### REQUIRED TASK:
Exactly as they appear, output all of the records. Skip any images.

### PROVIDED MATERIAL:
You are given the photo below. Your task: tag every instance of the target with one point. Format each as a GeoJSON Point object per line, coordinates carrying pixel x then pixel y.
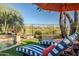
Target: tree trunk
{"type": "Point", "coordinates": [62, 23]}
{"type": "Point", "coordinates": [75, 21]}
{"type": "Point", "coordinates": [71, 23]}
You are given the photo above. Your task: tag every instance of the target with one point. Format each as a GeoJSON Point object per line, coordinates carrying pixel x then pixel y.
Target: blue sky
{"type": "Point", "coordinates": [33, 16]}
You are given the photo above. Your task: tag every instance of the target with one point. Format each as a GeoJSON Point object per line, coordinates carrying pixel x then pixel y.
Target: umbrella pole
{"type": "Point", "coordinates": [62, 24]}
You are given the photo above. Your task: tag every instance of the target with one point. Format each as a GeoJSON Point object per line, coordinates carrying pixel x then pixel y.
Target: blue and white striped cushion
{"type": "Point", "coordinates": [63, 44]}
{"type": "Point", "coordinates": [46, 42]}
{"type": "Point", "coordinates": [60, 47]}
{"type": "Point", "coordinates": [36, 50]}
{"type": "Point", "coordinates": [32, 50]}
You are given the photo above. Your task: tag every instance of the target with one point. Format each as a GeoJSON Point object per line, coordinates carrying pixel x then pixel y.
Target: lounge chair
{"type": "Point", "coordinates": [36, 50]}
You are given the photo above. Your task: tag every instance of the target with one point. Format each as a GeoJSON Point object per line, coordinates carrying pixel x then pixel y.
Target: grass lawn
{"type": "Point", "coordinates": [13, 52]}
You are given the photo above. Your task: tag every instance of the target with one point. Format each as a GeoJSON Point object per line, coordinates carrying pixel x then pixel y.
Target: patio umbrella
{"type": "Point", "coordinates": [60, 7]}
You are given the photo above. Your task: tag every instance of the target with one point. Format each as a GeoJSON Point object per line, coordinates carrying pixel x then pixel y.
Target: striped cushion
{"type": "Point", "coordinates": [32, 50]}
{"type": "Point", "coordinates": [46, 42]}
{"type": "Point", "coordinates": [60, 47]}
{"type": "Point", "coordinates": [63, 44]}
{"type": "Point", "coordinates": [36, 50]}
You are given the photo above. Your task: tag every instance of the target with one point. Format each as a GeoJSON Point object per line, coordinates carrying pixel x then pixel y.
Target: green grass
{"type": "Point", "coordinates": [13, 52]}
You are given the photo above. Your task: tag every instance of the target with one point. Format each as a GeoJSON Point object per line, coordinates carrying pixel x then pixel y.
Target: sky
{"type": "Point", "coordinates": [32, 15]}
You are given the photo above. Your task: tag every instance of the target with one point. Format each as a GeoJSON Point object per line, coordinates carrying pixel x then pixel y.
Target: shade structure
{"type": "Point", "coordinates": [59, 6]}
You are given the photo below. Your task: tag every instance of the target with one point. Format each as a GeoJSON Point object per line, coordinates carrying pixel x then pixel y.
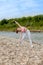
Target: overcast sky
{"type": "Point", "coordinates": [19, 8]}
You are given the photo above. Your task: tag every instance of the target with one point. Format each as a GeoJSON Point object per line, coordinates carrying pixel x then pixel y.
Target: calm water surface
{"type": "Point", "coordinates": [35, 36]}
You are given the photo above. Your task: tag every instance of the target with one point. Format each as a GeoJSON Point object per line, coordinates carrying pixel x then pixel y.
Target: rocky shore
{"type": "Point", "coordinates": [14, 53]}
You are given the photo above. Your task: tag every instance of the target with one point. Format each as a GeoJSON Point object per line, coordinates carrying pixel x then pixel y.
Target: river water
{"type": "Point", "coordinates": [35, 36]}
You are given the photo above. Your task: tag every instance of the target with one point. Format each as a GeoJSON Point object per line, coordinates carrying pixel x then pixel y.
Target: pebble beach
{"type": "Point", "coordinates": [14, 53]}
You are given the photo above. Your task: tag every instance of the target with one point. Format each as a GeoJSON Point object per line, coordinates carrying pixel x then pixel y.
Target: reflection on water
{"type": "Point", "coordinates": [36, 36]}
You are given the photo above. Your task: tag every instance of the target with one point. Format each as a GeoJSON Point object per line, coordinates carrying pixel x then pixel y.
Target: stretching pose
{"type": "Point", "coordinates": [24, 31]}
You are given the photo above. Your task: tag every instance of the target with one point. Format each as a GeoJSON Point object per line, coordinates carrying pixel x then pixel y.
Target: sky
{"type": "Point", "coordinates": [20, 8]}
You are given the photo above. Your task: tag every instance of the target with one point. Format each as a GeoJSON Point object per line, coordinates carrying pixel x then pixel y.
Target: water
{"type": "Point", "coordinates": [35, 36]}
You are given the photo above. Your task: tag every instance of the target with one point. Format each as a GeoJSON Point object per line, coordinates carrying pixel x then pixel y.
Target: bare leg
{"type": "Point", "coordinates": [29, 36]}
{"type": "Point", "coordinates": [22, 37]}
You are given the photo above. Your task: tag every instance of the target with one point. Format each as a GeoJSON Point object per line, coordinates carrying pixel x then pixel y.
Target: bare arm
{"type": "Point", "coordinates": [17, 23]}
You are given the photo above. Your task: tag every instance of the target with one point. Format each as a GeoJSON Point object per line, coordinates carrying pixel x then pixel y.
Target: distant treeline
{"type": "Point", "coordinates": [31, 22]}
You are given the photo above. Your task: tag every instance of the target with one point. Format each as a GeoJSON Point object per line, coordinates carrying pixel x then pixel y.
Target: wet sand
{"type": "Point", "coordinates": [14, 53]}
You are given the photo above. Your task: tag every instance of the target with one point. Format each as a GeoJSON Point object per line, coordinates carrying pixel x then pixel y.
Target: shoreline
{"type": "Point", "coordinates": [30, 31]}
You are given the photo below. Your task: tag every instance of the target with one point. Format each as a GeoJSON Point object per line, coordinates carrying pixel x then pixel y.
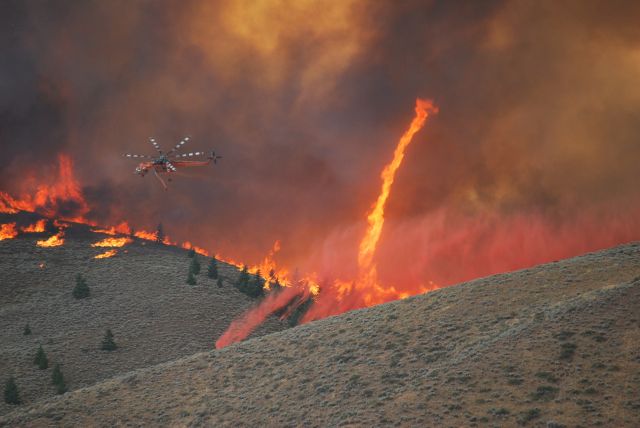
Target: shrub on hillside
{"type": "Point", "coordinates": [81, 290]}
{"type": "Point", "coordinates": [108, 344]}
{"type": "Point", "coordinates": [11, 395]}
{"type": "Point", "coordinates": [251, 285]}
{"type": "Point", "coordinates": [41, 359]}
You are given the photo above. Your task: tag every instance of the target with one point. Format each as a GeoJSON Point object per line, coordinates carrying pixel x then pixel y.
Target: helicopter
{"type": "Point", "coordinates": [168, 163]}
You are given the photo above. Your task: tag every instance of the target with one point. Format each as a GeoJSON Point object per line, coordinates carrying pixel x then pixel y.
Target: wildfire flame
{"type": "Point", "coordinates": [47, 198]}
{"type": "Point", "coordinates": [375, 218]}
{"type": "Point", "coordinates": [343, 295]}
{"type": "Point", "coordinates": [106, 254]}
{"type": "Point", "coordinates": [189, 246]}
{"type": "Point", "coordinates": [53, 241]}
{"type": "Point", "coordinates": [36, 227]}
{"type": "Point", "coordinates": [112, 242]}
{"type": "Point", "coordinates": [8, 231]}
{"type": "Point", "coordinates": [123, 229]}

### RESPONSE TO THE TASK:
You are given the photo below. Your task: tag every instance of the target with one point. Format each as a GeoJSON Point object per line, coordinates carrying pixel x then pixel y.
Target: tree trunk
{"type": "Point", "coordinates": [62, 23]}
{"type": "Point", "coordinates": [75, 21]}
{"type": "Point", "coordinates": [71, 23]}
You are given the photo above. Your task: tag every instance of the target with one point. Format each as a GeoJSON Point object per line, coordinates carrying pixel x then pixel y.
Target: blue sky
{"type": "Point", "coordinates": [33, 16]}
You are given the photo above. Your task: tag every instance of the target with one point. Format each as a GeoJSON Point object per line, coordinates carrying pixel x then pixel y.
Target: umbrella pole
{"type": "Point", "coordinates": [62, 24]}
You are given the photo above. Your task: tag every instance of the target with one point. Format each as a GeoJSON Point object per line, coordinates carrying pixel x then pixel y.
Target: blue and white striped cushion
{"type": "Point", "coordinates": [63, 44]}
{"type": "Point", "coordinates": [46, 42]}
{"type": "Point", "coordinates": [60, 47]}
{"type": "Point", "coordinates": [36, 50]}
{"type": "Point", "coordinates": [32, 50]}
You are given the photo above. Your task: tag every instance of the target with one point. Format each as a GeoJSON Point object per line, coordinates carrying pixel x then pixel y.
Target: lounge chair
{"type": "Point", "coordinates": [36, 50]}
You are given the photo above. Your task: tag every instance of the target with one point. Format each as a GeoJSON Point object per line, coordinates carrying pixel x then pixel y.
Target: grass lawn
{"type": "Point", "coordinates": [13, 52]}
You are given the photo above. Your task: tag every instance of the target with one point. Format each as a GeoJSON Point object per line, coordinates carrying pixel x then pixel y.
Target: patio umbrella
{"type": "Point", "coordinates": [60, 7]}
You are given the photo above. Your task: tag every instance of the target with one point. Format each as a GeoJSON Point object per line, coordinates carrying pixel x then pixel y.
Target: striped cushion
{"type": "Point", "coordinates": [32, 50]}
{"type": "Point", "coordinates": [46, 42]}
{"type": "Point", "coordinates": [60, 47]}
{"type": "Point", "coordinates": [63, 44]}
{"type": "Point", "coordinates": [36, 50]}
You are given the photo above. Your task: tag every instance of the target with one point. Format each as a GeoJSON Point object per line, coordinates carrying pixel x then pixel y.
Target: green grass
{"type": "Point", "coordinates": [13, 52]}
You are given the photo above. Your task: tag every instance of the target with one point. Format each as a GeoJSON Point object per line, coordinates carrying pixel x then pixel y.
Target: sky
{"type": "Point", "coordinates": [32, 15]}
You are given the photo above. Your task: tag every instance of the target with one point. Format each as a GeoJSON Point object per line, coordinates carrying pixel x then pixel y.
Target: shade structure
{"type": "Point", "coordinates": [59, 6]}
You are given the photo below. Your task: tag every instance of the target with one point. Format each as a GeoJSON Point object per line, coordinates carrying pixel x then pixel y.
Target: overcast sky
{"type": "Point", "coordinates": [19, 8]}
You are given the photo above. Your task: tag every instance of the target with one point. Format each as a GeoJSON Point object per line, coordinates carrying pixel x then pixel y.
Target: calm water surface
{"type": "Point", "coordinates": [35, 36]}
You are given the photo above. Your task: tag every instance of the target with one point. Format each as a GeoJSON Point object per line, coordinates carrying pixel x then pixel y.
Target: rocky shore
{"type": "Point", "coordinates": [14, 53]}
You are given the photo above. Your task: tag every instance of the target with one point. Format each as a GeoJSON Point object per line, coordinates carrying pixel x then pixel y.
Target: river water
{"type": "Point", "coordinates": [35, 36]}
You are given the photo above. Your task: tag every instance of the target with one point. Format each as a GeoJSON Point object per line, coordinates carrying pixel x then pixel y.
Target: pebble beach
{"type": "Point", "coordinates": [14, 53]}
You are given the photo above. Your task: tag every instance of the target with one point. Format each as a GeoJSON Point object per line, coordinates carrying pixel x then pixel y.
Target: reflection on water
{"type": "Point", "coordinates": [36, 36]}
You are given the photo above. Your task: tag every instance of the target with one point. Format each as a GeoJSON Point object per line, coordinates carrying pixel x then pixel y.
Target: stretching pose
{"type": "Point", "coordinates": [24, 31]}
You are given the photo above. Your task: tag every instance of the target with one point. Format each as a GeoJSON Point object per line, coordinates carrying pixel x then pixel y.
Target: sky
{"type": "Point", "coordinates": [20, 8]}
You are given the photo above. Your task: tag every instance of the target with one point. Format each as a GeoJSON Point object per line, coordinates carrying pixel x then pixel y.
Target: water
{"type": "Point", "coordinates": [35, 36]}
You are given the photo above. Your task: tag every instance of the target with one point. Format each as a GeoJSON Point object per line, coordinates carrying pixel x then pixel y.
Target: bare leg
{"type": "Point", "coordinates": [29, 36]}
{"type": "Point", "coordinates": [22, 37]}
You are given the photo above. Your task: tag every instance of the target with one point. Format each as a GeoJSON Point object per line, coordinates carrying pixel x then pixel y.
Target: bare arm
{"type": "Point", "coordinates": [17, 23]}
You are given the photo above. Your task: tag every instance of the target with one point. Format each as a GeoJSON Point object per line, coordinates carrying pixel x then pixel y.
Target: distant treeline
{"type": "Point", "coordinates": [31, 22]}
You are given the photo above. Your task: tag every instance of the target with one point. Format each as a GeoJSON Point object per line, coordinates carrying pixel x then pixel y.
Target: wet sand
{"type": "Point", "coordinates": [14, 53]}
You are given the photo above. Your task: tag every instance of the target with one point. Format each as a GeoJSON Point object per line, coordinates carrying pixel x then pixel y.
Target: shoreline
{"type": "Point", "coordinates": [30, 31]}
You are given the photo below. Your task: tag every instance of the target with one point. Format each as a GeoJSON Point object per line, coordinates carrying pixel x then pixel y.
Target: shrub on hillside
{"type": "Point", "coordinates": [81, 290]}
{"type": "Point", "coordinates": [108, 344]}
{"type": "Point", "coordinates": [11, 395]}
{"type": "Point", "coordinates": [251, 285]}
{"type": "Point", "coordinates": [41, 359]}
You are given the photo above. Your task: tag every instance of the target with one point. Format each as a GeoJSON Point object per line, coordinates carrying pixel x then pixel y.
Target: helicopter
{"type": "Point", "coordinates": [168, 163]}
You are given the photo above. Your task: tag every instance of the target with one point. Format each as a GeoJSON Point object per line, coordinates carrying pixel x then pixel y.
Target: wildfire flame
{"type": "Point", "coordinates": [47, 198]}
{"type": "Point", "coordinates": [375, 218]}
{"type": "Point", "coordinates": [343, 295]}
{"type": "Point", "coordinates": [106, 254]}
{"type": "Point", "coordinates": [189, 246]}
{"type": "Point", "coordinates": [53, 241]}
{"type": "Point", "coordinates": [36, 227]}
{"type": "Point", "coordinates": [112, 242]}
{"type": "Point", "coordinates": [8, 231]}
{"type": "Point", "coordinates": [123, 229]}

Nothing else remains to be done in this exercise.